Alors que Trump a redoublé d'efforts dans sa rhétorique il y a un peu plus d'une semaine, manifestement sous la pression des groupes évangéliques et de certains de ses législateurs, aucun envoyé nigérian n'était présent à Washington pour monter une défense, encore moins pour expliquer les nuances démographiques et les défis sécuritaires du pays, ou même pour dialoguer directement avec les responsables américains.

En effet, le Nigeria n'a plus d'ambassadeurs représentant le pays nulle part dans le monde depuis plus de deux ans.

Ses ambassades à travers le monde sont donc gérées par des chargés d'affaires.

Bien qu'ils fassent de leur mieux pour assurer la représentation diplomatique, les chargés d'affaires ne disposent pas des pleins pouvoirs et de la reconnaissance dont jouissent les ambassadeurs.

Ce vide, qui persiste depuis l'entrée en fonction du président Bola Tinubu en mai 2023, n'aurait probablement pas suscité de vives réactions au niveau national si les allégations non fondées de Trump n'avaient pas contraint le pays à se préoccuper de cette lacune.

Alors que le président serait sur le point d'approuver la liste tant attendue des nominations d'ambassadeurs dans les missions nigérianes à travers le monde, nombreux sont ceux qui se demandent pourquoi ces problèmes diplomatiques n'ont pas été résolus plus tôt.

Des décisions complexes

Les raisons de ce retard de deux ans semblent être à la fois financières et politiques.

Certains rapports évoquent des contraintes budgétaires, tandis que d'autres soulignent la délicate équation à résoudre dans un pays aussi complexe que le Nigeria, où les considérations régionales, ethniques et religieuses influencent chaque nomination importante.

Tinubu lui-même a reconnu cette difficulté début septembre, lorsqu'il a reçu une délégation de son parti au pouvoir, l'All Progressives Congress (APC), à Abuja.

« Je n'ai pas pu nommer toutes les personnes que j'aurais pu nommer, merci pour votre patience jusqu'à présent », a-t-il déclaré aux membres du parti. « Il me reste encore quelques postes d'ambassadeurs à pourvoir, que trop de gens convoitent, mais il n'est pas facile de concilier tous ces noms. »

Le président a expliqué que sa priorité avait été de « redresser l'économie » et « redonner espoir au peuple ». « Merci de croire en moi », a-t-il déclaré.

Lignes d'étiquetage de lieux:
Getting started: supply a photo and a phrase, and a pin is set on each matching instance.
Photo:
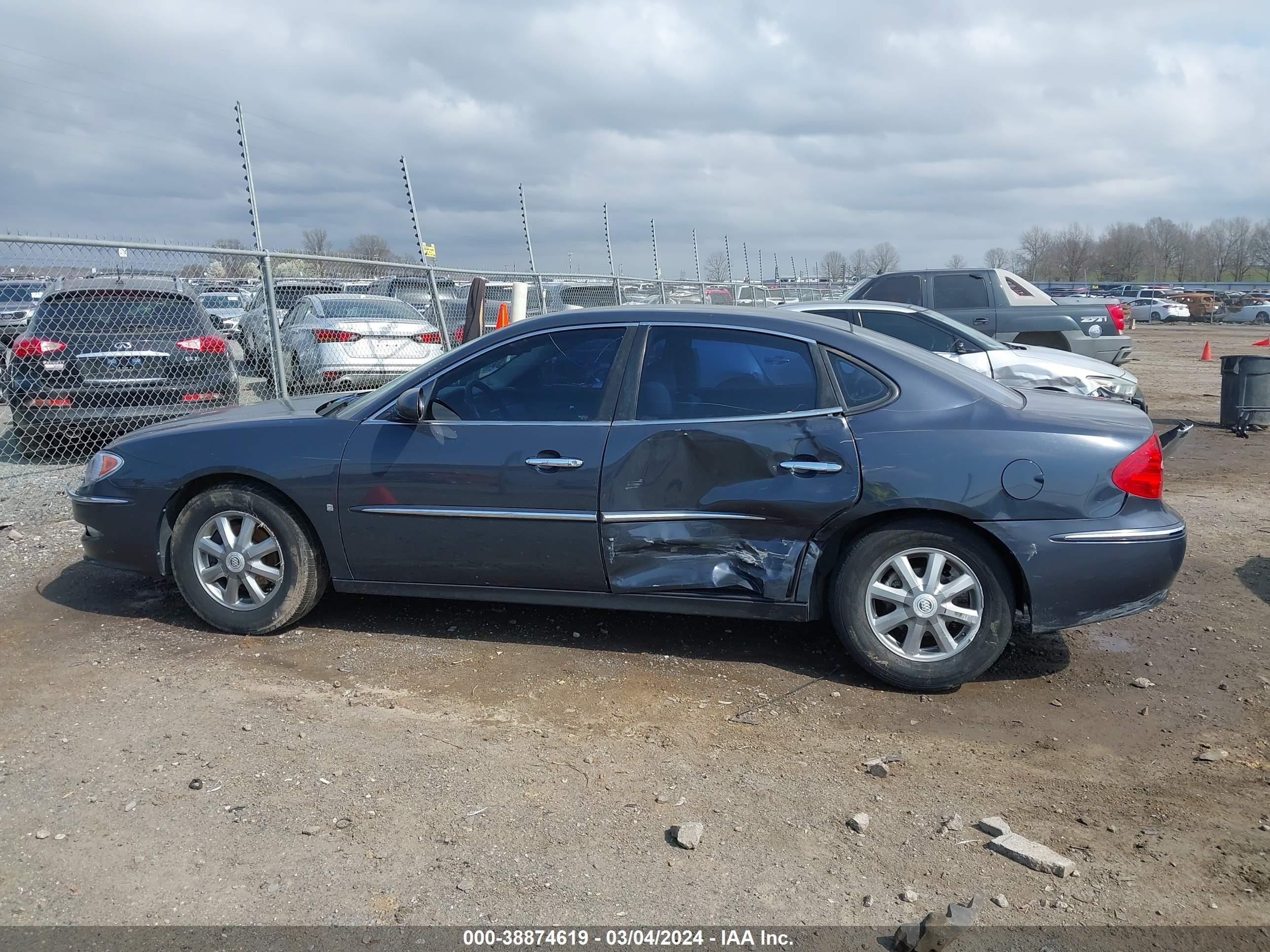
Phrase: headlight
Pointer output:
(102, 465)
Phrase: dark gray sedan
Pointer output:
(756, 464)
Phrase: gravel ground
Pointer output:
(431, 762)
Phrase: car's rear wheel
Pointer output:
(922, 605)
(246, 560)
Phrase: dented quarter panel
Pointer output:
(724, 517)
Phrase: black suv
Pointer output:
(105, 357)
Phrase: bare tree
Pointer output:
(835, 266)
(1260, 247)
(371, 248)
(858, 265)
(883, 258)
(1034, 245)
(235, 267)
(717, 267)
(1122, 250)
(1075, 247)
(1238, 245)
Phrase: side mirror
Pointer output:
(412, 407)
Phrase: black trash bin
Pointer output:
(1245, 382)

---

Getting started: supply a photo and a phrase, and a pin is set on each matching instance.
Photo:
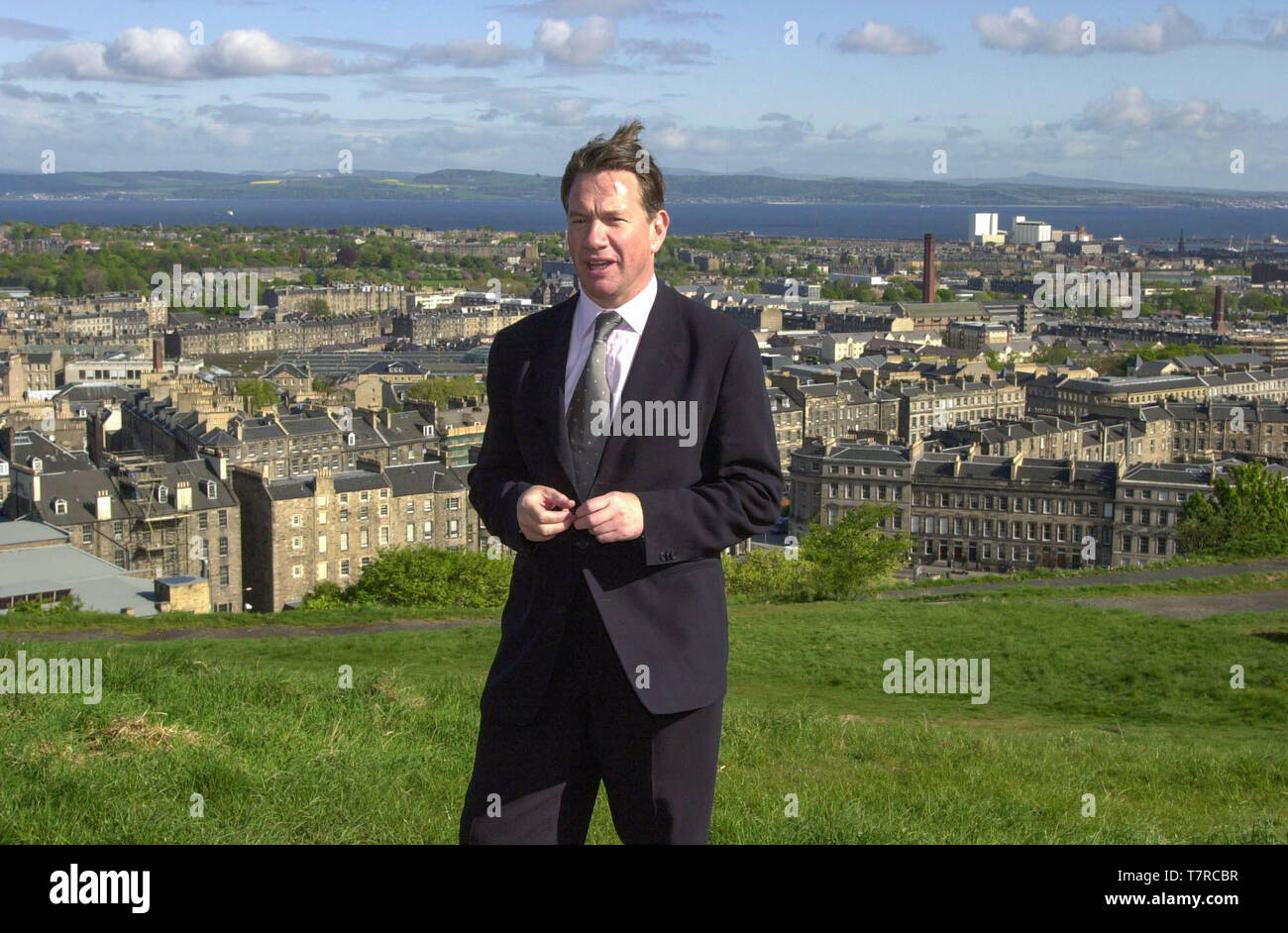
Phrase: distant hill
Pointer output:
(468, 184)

---

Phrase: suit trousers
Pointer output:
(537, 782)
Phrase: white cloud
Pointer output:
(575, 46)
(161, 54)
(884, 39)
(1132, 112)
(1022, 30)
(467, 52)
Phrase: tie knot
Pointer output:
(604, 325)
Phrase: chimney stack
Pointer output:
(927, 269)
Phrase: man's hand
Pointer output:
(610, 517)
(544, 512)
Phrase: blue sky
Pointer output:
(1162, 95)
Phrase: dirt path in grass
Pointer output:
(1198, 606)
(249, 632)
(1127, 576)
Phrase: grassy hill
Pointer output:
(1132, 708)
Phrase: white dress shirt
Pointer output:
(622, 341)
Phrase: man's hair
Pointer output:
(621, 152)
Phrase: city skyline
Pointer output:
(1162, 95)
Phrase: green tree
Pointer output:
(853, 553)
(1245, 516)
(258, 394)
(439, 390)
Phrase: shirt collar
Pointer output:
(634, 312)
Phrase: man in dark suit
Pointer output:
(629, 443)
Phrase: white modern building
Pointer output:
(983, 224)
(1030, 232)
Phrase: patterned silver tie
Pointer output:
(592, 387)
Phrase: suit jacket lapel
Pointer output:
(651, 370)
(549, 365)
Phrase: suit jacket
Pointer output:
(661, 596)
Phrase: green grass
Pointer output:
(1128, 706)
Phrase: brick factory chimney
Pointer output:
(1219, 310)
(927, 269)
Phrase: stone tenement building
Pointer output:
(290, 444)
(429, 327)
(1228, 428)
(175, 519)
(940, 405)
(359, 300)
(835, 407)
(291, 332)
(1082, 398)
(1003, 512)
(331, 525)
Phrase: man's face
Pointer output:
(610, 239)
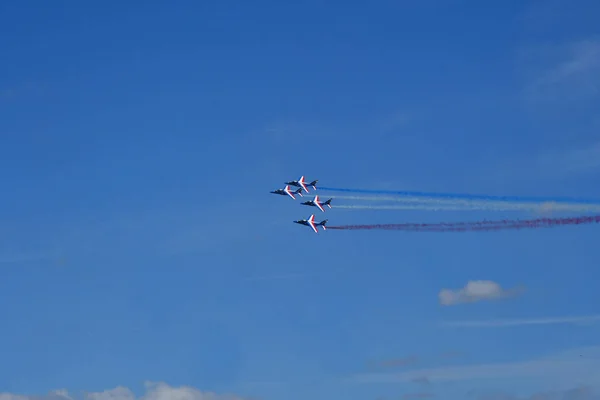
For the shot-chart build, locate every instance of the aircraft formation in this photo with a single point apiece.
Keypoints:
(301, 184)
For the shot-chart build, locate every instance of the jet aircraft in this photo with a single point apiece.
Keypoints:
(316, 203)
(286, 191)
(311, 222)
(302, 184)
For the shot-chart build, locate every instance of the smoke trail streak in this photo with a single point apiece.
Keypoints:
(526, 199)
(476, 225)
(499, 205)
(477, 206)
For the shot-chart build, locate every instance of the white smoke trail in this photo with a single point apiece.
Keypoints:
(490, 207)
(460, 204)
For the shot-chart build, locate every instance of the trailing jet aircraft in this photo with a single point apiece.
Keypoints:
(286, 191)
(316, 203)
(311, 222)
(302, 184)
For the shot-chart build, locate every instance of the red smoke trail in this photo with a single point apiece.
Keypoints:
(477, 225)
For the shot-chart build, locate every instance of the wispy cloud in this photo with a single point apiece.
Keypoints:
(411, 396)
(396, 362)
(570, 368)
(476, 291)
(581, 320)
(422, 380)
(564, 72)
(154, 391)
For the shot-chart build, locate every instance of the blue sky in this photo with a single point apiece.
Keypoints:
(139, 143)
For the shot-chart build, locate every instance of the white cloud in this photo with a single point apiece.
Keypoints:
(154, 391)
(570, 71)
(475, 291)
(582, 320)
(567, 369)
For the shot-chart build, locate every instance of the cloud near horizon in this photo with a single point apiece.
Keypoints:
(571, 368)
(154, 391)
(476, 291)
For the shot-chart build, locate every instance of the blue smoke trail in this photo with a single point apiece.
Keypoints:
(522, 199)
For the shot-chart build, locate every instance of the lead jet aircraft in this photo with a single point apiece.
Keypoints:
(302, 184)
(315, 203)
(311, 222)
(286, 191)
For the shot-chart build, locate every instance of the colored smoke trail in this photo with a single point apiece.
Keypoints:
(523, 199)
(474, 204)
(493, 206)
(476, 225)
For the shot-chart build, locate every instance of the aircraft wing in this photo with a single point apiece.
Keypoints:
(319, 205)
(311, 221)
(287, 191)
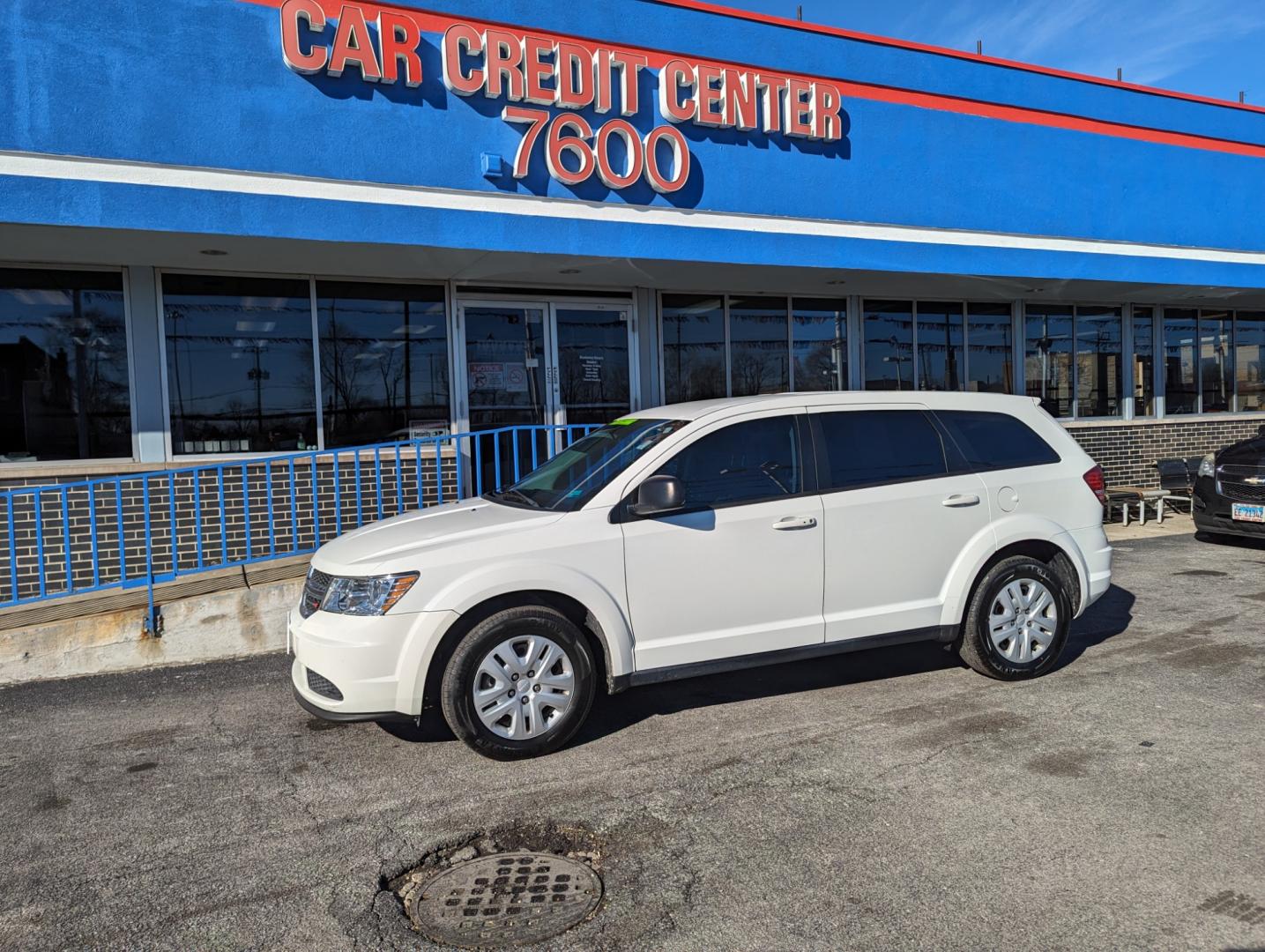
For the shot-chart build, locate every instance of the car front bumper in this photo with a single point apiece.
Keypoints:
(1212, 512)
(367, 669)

CONSIGNES DE L'EXERCICE:
- A) Répondez à ces questions d'après l'extrait :
(i) Depuis combien de temps le Nigeria n'a-t-il plus d'ambassadeurs nulle part dans le monde ?
(ii) Par qui ses ambassades sont-elles gérées ?
(iii) Dans quelle ville Tinubu a-t-il reçu une délégation de l'All Progressives Congress ?
- B) Ces affirmations concordent-elles avec l'extrait ? Répondez par oui ou par non, en citant les mots de l'extrait qui le montrent.
(i) Le vide diplomatique dure depuis l'entrée en fonction de Bola Tinubu en mai 2023.
(ii) Les chargés d'affaires ont les mêmes pleins pouvoirs que les ambassadeurs.
(iii) Le retard des nominations s'explique uniquement par des raisons financières.

RÉPONSES ATTENDUES:
- A)
(i) Depuis plus de deux ans.
(ii) Par des chargés d'affaires.
(iii) À Abuja.

- B)
(i) Oui : « Ce vide, qui persiste depuis l'entrée en fonction du président Bola Tinubu en mai 2023 ».
(ii) Non : « les chargés d'affaires ne disposent pas des pleins pouvoirs et de la reconnaissance dont jouissent les ambassadeurs ».
(iii) Non : « Les raisons de ce retard de deux ans semblent être à la fois financières et politiques. »